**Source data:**
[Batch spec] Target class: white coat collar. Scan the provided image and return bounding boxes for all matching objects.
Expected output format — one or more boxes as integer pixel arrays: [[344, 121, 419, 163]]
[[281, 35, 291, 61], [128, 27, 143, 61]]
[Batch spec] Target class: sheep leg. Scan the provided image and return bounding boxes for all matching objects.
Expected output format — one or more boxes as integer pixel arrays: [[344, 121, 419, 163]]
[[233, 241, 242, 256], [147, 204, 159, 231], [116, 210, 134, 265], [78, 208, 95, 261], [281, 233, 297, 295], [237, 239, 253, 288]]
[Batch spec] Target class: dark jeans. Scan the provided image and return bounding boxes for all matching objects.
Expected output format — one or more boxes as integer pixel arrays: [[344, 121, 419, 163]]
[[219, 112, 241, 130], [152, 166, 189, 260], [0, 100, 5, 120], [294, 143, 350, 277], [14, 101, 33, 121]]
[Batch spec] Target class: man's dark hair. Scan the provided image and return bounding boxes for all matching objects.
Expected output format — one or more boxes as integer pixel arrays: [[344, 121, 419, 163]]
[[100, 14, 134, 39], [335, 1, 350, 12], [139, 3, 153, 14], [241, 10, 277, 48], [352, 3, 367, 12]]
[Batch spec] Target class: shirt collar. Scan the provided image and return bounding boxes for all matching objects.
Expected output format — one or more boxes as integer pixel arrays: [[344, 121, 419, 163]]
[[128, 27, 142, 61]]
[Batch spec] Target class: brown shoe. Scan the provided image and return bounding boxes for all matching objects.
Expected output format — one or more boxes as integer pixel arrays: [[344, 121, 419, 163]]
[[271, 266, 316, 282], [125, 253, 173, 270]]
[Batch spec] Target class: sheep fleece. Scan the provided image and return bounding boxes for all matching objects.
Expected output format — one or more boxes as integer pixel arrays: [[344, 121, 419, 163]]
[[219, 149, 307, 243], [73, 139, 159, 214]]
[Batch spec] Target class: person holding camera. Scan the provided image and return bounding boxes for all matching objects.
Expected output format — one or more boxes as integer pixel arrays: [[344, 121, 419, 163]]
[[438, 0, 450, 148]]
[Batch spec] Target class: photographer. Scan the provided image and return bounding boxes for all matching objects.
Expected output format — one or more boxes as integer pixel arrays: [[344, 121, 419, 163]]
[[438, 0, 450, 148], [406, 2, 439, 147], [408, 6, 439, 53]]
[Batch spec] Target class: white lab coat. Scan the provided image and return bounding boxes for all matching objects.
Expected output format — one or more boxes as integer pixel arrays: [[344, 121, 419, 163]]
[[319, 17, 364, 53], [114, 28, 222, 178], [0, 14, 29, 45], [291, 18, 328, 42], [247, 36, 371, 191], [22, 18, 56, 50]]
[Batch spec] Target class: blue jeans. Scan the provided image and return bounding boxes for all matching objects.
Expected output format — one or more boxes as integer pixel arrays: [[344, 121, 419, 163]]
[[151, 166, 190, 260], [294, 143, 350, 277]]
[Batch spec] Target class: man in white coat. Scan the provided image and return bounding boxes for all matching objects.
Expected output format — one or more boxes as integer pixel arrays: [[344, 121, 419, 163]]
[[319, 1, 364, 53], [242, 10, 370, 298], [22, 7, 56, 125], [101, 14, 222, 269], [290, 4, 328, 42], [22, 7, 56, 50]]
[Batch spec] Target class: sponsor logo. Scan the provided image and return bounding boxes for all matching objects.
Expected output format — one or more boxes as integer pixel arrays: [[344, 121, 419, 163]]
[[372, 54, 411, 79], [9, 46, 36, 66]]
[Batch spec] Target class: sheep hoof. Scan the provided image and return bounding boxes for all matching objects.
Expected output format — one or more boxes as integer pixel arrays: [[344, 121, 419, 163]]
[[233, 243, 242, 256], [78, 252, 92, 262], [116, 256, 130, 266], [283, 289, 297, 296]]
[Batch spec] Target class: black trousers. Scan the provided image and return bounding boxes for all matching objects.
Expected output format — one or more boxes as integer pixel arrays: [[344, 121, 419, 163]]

**SHORT PROBLEM:** Could you rewrite all of the rows above as a numbered list, leaving out any blank lines?

**ANSWER FOR THIS EXERCISE:**
1. [Batch spec] Target class: white coat collar. Scan the provided image and return bounding boxes for all matching objects.
2. Expected output format — one or more boxes as integer pixel arrays: [[344, 121, 419, 163]]
3. [[281, 35, 291, 61], [128, 27, 143, 61]]
4. [Batch spec] Target class: sheep leg. Scan the provided image and return bounding boxes for all matching objects.
5. Expected output format — one or more boxes as integer pixel arrays: [[344, 121, 419, 163]]
6. [[233, 241, 242, 256], [147, 204, 159, 231], [116, 210, 134, 265], [78, 208, 95, 261], [281, 233, 297, 295], [237, 239, 253, 288]]
7. [Batch spec] Target class: dark jeans. Scan the provided image and return bounding boxes for all matching objects.
8. Expected output format — one or more boxes as integer pixel arrays: [[344, 121, 419, 163]]
9. [[219, 112, 241, 130], [152, 166, 189, 260], [0, 100, 5, 120], [294, 143, 350, 277], [14, 101, 33, 121]]
10. [Batch spec] Target class: man's dark hair. Scan the provided image and return bounding boxes for all matching objects.
11. Expected output format — one or more boxes as integer pixel arrays: [[344, 121, 419, 163]]
12. [[100, 14, 134, 39], [335, 1, 350, 12], [139, 3, 153, 14], [241, 10, 277, 48], [352, 3, 367, 12]]
13. [Batch spec] Target class: shirt collar. Scan the provided image and return bounding boxes for all matching objects.
14. Expected output format — one or more boxes as integer pixel arrays: [[344, 121, 419, 163]]
15. [[128, 27, 142, 61]]
16. [Batch spec] Target class: brown shoe. Scan the provided image and return bounding boxes for all matching objects.
17. Expected output format — one or more boxes as integer pixel arrays: [[344, 121, 419, 163]]
18. [[271, 266, 316, 282], [125, 253, 173, 270]]
19. [Batch spec] Target class: sheep fleece. Scan the provided image and return bounding boxes for all matching objects.
20. Expected output format — one or more boxes as integer pixel arrays: [[344, 121, 419, 163]]
21. [[219, 149, 307, 243], [73, 139, 159, 214]]
22. [Batch spec] Target class: person holding camera. Scan the provided image and return bounding boxes for all matching objects.
23. Expected output format — one or more boxes as integer pixel arrays: [[344, 121, 419, 163]]
24. [[438, 0, 450, 148]]
25. [Batch spec] Target class: photographer. Scan the provided image and return bounding boxes for all matching objects.
26. Expected output format — one or more boxes as integer pixel arrays: [[344, 121, 419, 163]]
27. [[438, 0, 450, 148], [406, 2, 439, 147], [408, 6, 439, 53]]
28. [Batch spec] Target class: white lab coat. Scan the provided image and return bounding boxes for all matching objects.
29. Expected output format — one or more boxes as integer pixel arrays: [[344, 121, 419, 163]]
30. [[319, 17, 364, 53], [114, 28, 222, 178], [0, 14, 29, 45], [291, 18, 328, 42], [247, 36, 371, 191], [22, 18, 56, 50]]
31. [Batch spec] Target class: blue jeans. Scan the provided image and return bounding boxes for all matching objects.
32. Expected output format — one or more boxes as integer pixel arrays: [[344, 121, 419, 163]]
33. [[151, 166, 190, 260], [294, 143, 350, 277]]
34. [Batch spec] Target class: man in white coat. Scan the provided image and return bounding boxes for all matching objects.
35. Expected output format — one or more boxes as integer pixel arrays: [[344, 121, 419, 163]]
36. [[319, 1, 364, 53], [242, 10, 370, 298], [22, 7, 56, 125], [101, 14, 222, 269], [290, 4, 328, 42], [22, 7, 56, 50]]
37. [Batch spec] Target class: sponsor logo. Scan the provided image and return bounding boxes for all matching objects.
38. Expected output format — one or more boxes as integer pixel arrays: [[344, 121, 419, 163]]
39. [[372, 54, 411, 79], [9, 46, 36, 66]]
40. [Batch spec] Target class: sheep hoof. Scan the provided image and return bounding boxes for all matching objects.
41. Expected output format — one or more boxes as integer pixel arrays: [[344, 121, 419, 163]]
42. [[233, 243, 242, 256], [78, 252, 92, 262], [116, 256, 130, 266], [283, 289, 297, 296]]
43. [Batch spec] Target class: black trousers. Scan the provided image and return bounding boxes for all matching objects.
44. Expected output format — one or more boxes as integer pixel arrays: [[344, 121, 419, 163]]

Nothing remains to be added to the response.